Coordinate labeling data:
^^^^

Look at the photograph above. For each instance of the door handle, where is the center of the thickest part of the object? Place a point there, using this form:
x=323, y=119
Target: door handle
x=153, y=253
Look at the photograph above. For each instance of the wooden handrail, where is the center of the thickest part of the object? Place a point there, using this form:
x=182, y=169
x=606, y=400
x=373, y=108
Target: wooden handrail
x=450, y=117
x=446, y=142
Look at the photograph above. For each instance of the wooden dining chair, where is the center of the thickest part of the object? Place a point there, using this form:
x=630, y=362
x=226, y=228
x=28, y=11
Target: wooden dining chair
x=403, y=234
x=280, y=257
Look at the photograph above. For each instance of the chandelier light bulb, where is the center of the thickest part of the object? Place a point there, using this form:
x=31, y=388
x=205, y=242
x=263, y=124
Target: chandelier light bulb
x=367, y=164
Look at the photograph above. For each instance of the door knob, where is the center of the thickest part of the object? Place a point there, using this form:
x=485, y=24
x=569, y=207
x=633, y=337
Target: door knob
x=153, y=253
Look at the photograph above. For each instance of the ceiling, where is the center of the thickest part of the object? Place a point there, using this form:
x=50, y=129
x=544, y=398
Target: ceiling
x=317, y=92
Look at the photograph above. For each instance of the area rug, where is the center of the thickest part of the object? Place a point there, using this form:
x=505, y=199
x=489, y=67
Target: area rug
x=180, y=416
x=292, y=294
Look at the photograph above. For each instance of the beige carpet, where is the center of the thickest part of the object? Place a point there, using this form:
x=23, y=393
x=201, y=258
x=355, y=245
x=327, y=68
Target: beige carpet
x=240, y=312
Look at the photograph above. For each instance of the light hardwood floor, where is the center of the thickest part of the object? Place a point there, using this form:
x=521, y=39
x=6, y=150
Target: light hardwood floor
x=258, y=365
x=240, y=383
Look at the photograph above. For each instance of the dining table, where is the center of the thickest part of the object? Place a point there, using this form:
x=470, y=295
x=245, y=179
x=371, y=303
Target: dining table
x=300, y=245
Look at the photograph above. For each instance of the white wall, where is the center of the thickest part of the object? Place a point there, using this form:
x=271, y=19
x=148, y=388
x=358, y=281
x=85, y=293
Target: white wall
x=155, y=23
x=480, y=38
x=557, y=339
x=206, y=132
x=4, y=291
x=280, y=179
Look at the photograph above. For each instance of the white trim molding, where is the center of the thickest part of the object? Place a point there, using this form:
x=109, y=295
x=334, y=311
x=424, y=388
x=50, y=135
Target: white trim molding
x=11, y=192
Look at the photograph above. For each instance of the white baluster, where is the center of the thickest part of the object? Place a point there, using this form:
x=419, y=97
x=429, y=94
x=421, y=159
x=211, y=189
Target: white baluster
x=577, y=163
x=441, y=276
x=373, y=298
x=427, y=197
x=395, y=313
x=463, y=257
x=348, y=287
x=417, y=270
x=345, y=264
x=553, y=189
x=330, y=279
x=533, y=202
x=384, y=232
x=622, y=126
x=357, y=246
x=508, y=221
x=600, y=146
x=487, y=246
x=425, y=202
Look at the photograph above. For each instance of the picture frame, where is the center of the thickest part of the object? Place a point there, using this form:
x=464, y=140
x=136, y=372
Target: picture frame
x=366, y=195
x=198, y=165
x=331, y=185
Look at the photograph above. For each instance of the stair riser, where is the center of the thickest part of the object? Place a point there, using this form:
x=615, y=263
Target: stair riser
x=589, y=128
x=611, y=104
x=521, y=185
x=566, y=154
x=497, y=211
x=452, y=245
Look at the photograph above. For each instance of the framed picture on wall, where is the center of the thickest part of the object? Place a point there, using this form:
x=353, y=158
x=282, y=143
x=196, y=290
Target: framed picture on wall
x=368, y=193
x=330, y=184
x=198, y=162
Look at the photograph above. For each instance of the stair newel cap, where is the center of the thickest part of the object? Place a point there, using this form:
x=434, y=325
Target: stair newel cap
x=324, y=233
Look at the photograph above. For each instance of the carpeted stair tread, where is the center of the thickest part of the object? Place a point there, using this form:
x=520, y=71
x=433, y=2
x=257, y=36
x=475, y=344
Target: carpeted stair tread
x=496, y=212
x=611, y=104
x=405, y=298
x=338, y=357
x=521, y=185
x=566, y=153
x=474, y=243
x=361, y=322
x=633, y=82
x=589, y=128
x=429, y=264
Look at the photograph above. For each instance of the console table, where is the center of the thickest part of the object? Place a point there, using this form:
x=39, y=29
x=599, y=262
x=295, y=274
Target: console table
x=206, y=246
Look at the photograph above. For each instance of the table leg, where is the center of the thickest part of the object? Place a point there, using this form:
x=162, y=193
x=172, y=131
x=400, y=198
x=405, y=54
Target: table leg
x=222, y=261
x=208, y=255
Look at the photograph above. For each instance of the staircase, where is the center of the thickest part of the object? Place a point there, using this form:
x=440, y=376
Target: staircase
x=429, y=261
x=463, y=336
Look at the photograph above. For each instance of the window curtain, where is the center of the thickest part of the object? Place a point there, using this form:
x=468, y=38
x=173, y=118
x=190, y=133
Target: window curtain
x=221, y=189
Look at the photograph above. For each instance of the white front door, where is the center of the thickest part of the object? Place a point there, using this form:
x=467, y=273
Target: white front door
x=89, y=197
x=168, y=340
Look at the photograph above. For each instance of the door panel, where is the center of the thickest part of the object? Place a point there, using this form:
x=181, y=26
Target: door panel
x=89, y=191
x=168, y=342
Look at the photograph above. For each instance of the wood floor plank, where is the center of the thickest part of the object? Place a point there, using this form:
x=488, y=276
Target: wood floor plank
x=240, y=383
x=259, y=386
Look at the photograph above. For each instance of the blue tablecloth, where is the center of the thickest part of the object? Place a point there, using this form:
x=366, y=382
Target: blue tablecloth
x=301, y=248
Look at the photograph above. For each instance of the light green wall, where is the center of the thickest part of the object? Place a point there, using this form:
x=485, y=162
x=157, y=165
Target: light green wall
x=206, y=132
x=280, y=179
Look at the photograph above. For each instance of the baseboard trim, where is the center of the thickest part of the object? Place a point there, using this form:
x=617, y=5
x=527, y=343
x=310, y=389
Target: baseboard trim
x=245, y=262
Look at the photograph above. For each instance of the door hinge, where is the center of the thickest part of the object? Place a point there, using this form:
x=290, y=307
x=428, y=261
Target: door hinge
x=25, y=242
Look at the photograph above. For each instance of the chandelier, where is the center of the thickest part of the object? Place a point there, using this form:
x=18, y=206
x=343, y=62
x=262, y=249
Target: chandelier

^^^^

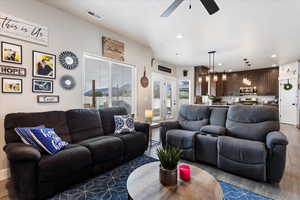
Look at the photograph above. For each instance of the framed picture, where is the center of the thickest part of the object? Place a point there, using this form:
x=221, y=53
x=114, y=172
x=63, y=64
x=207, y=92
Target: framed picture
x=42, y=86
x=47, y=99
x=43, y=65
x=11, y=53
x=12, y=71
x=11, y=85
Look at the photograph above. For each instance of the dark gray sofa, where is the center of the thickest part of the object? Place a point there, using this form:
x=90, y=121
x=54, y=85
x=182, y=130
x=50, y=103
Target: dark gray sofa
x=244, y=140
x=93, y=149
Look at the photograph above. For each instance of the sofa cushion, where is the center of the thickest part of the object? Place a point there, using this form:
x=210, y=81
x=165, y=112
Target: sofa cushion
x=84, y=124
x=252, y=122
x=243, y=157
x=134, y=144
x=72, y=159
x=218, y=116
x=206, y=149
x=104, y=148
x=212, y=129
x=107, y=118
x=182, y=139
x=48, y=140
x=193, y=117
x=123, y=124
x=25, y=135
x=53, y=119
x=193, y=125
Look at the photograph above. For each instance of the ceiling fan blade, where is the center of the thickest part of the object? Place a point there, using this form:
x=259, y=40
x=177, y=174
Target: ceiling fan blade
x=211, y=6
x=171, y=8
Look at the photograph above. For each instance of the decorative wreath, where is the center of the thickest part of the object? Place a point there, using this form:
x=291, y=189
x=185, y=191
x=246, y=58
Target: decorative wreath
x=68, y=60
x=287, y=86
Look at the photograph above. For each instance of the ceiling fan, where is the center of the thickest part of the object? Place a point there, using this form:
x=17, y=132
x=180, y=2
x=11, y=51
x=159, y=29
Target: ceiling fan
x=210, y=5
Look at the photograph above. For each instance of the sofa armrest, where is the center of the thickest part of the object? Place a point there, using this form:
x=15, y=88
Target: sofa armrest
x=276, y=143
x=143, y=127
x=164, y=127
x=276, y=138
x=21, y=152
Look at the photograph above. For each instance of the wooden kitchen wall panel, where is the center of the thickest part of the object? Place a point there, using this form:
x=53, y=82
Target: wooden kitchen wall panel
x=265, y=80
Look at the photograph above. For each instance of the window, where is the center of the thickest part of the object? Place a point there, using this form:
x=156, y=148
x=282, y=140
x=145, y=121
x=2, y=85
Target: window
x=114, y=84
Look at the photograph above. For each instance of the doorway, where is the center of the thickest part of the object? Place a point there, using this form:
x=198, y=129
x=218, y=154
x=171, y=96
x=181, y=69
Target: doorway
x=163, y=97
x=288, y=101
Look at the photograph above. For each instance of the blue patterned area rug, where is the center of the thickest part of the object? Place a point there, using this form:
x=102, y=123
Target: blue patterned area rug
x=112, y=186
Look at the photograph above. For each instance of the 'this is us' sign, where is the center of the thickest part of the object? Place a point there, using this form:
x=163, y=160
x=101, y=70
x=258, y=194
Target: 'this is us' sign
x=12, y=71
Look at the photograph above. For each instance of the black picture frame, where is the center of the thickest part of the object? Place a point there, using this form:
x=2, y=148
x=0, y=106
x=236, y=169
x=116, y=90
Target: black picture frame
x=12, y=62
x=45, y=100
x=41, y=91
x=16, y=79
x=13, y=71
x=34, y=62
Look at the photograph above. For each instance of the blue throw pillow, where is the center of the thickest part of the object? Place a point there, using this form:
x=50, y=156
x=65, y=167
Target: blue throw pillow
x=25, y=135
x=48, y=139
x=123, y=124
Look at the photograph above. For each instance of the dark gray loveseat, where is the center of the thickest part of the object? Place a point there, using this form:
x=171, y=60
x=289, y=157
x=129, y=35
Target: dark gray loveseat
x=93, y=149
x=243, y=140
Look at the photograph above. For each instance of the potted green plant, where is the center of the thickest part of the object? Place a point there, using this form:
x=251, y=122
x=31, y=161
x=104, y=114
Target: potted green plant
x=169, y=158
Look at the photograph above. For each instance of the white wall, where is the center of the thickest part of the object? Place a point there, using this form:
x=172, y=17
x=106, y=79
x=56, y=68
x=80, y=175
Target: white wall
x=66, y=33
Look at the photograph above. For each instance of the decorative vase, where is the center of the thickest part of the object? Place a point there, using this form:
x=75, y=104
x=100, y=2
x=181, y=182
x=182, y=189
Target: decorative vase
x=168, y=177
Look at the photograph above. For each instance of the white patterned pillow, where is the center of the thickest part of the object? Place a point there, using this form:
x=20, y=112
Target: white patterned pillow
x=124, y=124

^^^^

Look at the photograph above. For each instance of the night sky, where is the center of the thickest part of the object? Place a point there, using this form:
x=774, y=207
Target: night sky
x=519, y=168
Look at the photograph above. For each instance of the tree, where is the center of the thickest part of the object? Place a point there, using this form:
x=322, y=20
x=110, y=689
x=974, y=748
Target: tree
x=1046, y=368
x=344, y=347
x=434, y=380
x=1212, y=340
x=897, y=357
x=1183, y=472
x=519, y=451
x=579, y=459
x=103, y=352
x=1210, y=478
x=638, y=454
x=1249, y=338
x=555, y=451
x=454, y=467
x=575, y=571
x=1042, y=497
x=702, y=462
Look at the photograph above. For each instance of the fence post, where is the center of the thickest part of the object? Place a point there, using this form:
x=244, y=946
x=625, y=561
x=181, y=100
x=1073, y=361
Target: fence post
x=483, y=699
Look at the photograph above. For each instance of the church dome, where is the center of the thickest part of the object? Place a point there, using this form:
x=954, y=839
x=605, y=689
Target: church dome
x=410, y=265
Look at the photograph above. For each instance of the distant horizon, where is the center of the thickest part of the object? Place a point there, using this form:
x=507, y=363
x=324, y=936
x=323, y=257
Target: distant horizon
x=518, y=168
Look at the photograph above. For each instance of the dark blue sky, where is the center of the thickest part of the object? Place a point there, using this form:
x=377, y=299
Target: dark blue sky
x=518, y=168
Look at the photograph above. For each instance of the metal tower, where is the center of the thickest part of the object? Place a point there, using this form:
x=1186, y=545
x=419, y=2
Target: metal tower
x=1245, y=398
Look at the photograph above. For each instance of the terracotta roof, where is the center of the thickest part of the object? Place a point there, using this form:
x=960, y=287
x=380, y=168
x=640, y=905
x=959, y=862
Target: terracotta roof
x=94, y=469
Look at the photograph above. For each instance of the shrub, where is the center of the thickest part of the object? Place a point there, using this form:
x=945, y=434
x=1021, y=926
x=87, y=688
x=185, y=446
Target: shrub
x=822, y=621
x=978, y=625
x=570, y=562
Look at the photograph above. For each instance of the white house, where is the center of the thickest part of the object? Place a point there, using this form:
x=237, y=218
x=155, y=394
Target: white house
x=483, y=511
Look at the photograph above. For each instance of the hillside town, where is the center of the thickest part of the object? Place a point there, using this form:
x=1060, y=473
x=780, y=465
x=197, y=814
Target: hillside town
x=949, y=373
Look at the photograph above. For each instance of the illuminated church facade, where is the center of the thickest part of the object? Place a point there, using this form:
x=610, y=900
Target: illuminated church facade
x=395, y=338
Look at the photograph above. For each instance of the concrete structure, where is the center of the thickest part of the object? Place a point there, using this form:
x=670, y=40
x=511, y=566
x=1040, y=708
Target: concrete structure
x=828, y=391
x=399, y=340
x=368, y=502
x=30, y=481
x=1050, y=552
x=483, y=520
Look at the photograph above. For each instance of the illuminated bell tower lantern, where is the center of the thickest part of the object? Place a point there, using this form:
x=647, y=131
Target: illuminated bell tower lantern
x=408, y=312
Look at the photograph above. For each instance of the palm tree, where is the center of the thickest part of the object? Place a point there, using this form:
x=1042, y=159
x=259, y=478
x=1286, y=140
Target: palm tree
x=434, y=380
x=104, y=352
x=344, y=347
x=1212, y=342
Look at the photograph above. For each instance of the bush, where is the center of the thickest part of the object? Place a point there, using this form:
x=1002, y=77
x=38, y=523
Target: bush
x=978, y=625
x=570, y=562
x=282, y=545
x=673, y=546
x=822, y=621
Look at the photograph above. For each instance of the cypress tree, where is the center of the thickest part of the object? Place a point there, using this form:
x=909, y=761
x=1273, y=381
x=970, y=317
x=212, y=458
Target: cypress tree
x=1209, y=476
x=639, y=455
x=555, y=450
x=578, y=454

^^^^

WHAT YOU WILL DO -> Please turn the lines of the entries, starting with the line that contains "the white trim" and going on through the line that contains "x=11, y=192", into a numbered list. Include both of those lines and leave out any blank lines.

EXERCISE RESULT ->
1. Look at the photograph above. For each instance of the white trim molding, where is the center of the thickest part of the object? Place a point there, using this form:
2. x=109, y=295
3. x=334, y=311
4. x=424, y=388
5. x=50, y=135
6. Target: white trim molding
7. x=11, y=192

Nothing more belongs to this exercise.